◆ Instructions for the task
Restate the entries below word for word, omitting nothing.

◆ Records provided

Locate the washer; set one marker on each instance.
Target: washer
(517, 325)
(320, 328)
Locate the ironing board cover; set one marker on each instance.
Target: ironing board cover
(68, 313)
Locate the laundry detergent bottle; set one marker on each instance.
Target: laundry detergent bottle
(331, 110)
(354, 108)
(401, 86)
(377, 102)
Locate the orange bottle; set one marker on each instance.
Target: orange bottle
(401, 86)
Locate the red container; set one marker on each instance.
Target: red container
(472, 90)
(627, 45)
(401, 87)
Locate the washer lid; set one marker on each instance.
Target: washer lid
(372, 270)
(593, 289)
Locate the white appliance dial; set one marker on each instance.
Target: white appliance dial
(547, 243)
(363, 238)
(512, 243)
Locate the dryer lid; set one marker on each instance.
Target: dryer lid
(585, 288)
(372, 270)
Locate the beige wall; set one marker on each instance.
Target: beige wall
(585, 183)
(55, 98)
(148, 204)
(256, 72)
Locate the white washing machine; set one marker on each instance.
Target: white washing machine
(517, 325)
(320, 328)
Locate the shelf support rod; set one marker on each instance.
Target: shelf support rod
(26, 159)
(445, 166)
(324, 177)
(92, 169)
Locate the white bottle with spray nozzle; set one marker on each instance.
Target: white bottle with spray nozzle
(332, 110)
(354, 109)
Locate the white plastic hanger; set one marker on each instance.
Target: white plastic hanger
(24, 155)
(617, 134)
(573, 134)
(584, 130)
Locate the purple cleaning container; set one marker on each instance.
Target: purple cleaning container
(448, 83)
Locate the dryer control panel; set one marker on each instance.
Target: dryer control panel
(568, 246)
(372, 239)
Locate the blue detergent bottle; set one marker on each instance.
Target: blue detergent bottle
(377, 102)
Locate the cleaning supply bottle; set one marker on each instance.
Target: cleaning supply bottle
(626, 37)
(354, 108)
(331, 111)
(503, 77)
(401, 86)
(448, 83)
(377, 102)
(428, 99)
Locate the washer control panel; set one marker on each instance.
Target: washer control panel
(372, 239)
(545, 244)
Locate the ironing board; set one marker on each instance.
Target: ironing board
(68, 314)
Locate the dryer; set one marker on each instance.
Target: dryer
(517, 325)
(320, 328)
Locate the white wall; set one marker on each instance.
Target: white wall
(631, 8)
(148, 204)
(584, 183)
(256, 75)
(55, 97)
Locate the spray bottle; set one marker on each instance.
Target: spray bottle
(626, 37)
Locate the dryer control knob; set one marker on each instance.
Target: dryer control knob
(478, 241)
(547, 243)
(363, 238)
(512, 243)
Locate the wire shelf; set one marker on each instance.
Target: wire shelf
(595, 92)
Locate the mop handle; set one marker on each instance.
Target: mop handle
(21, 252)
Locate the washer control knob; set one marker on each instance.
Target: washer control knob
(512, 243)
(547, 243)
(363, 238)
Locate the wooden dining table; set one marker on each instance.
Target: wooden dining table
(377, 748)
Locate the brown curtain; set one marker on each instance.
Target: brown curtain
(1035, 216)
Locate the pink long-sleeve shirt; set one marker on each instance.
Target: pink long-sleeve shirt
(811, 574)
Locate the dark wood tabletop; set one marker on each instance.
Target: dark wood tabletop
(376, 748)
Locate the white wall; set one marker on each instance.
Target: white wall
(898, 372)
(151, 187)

◆ Task result
Locate the washer; set one marker on each instance.
Target: washer
(517, 325)
(320, 328)
Locate the ironing board cover; set one marker on each instance.
Target: ironing board cover
(68, 313)
Locate the laundry detergent bottle; set one marker on each instance.
Target: laundry detergent bottle
(331, 110)
(354, 108)
(401, 86)
(377, 102)
Locate the orange bottle; set one marker on each instance.
Target: orange bottle
(401, 86)
Locate the red container; set one marker on each instance.
Target: red container
(472, 90)
(627, 45)
(401, 87)
Locate the washer lid; set one marker on each instance.
Target: washer lid
(372, 270)
(593, 289)
Locate the white appliance dial; set one marker on each instance.
Target: white appliance dial
(547, 243)
(363, 238)
(512, 243)
Locate the dryer lid; set one marker on each instance.
Target: dryer lid
(585, 288)
(372, 270)
Locate the beige wall; set one marker on each instance.
Target: beige wall
(585, 183)
(55, 98)
(148, 204)
(256, 72)
Locate the white washing machine; set one marker on each instance.
Target: white washing machine
(517, 325)
(320, 328)
Locate the shelf support rod; set one marker on each instance.
Target: shelf support rod
(26, 159)
(445, 166)
(324, 177)
(92, 169)
Locate the white bottle with spray nozzle; set one marker on each instance.
Target: white bottle with spray nozzle
(332, 110)
(354, 109)
Locate the white plastic hanger; set one marker on each instance.
Target: white plastic hanger
(24, 155)
(617, 134)
(573, 134)
(584, 130)
Locate the purple cleaning container; set one marker on each instance.
Target: purple cleaning container
(448, 83)
Locate the dryer control panel; set one marker on each instance.
Target: dryer control panel
(568, 246)
(372, 239)
Locate the blue detergent bottle; set one marker on each instance.
Target: blue detergent bottle
(377, 102)
Locate the cleaning supply bottle; set one marker on each instance.
Target: cleaning supply bottle
(626, 37)
(354, 108)
(331, 111)
(503, 77)
(401, 86)
(448, 83)
(377, 102)
(428, 99)
Locate the washer control panel; set one marker on each instance.
Target: washer control panel
(372, 239)
(545, 244)
Locate the ironing board; set one marker on each instance.
Target: ironing board
(68, 314)
Locate the dryer; set one marker on each instance.
Target: dryer
(517, 325)
(320, 328)
Locate the white wall; set one marker on each instance.
Target: white wall
(631, 8)
(148, 204)
(584, 183)
(256, 75)
(55, 97)
Locate the spray bottle; set one marker on each instance.
Target: spray bottle
(626, 37)
Locate the dryer control knob; set one marker on each instance.
Target: dryer control knob
(478, 241)
(547, 243)
(363, 238)
(512, 243)
Locate the wire shelf; set one marker on each instance.
Target: wire shelf
(595, 92)
Locate the mop handle; set one marker on each instance.
Target: mop handle
(21, 252)
Locate the washer control knob; set one marker on each instance.
Target: washer control knob
(512, 243)
(547, 243)
(363, 238)
Locate the wooden dining table; set one marker on each instance.
Target: wooden dining table
(377, 748)
Locate the brown curtain; set one marker on each instance.
Target: brown curtain
(1035, 216)
Locate the pink long-sleeve shirt; set one marker on each instance.
Target: pink long-sleeve shirt
(811, 574)
Locate the dark wood tabletop; set one marker on each instance.
Target: dark wood tabletop
(376, 748)
Locate the white wall; set one marker on each instance.
Target: white wall
(898, 372)
(151, 187)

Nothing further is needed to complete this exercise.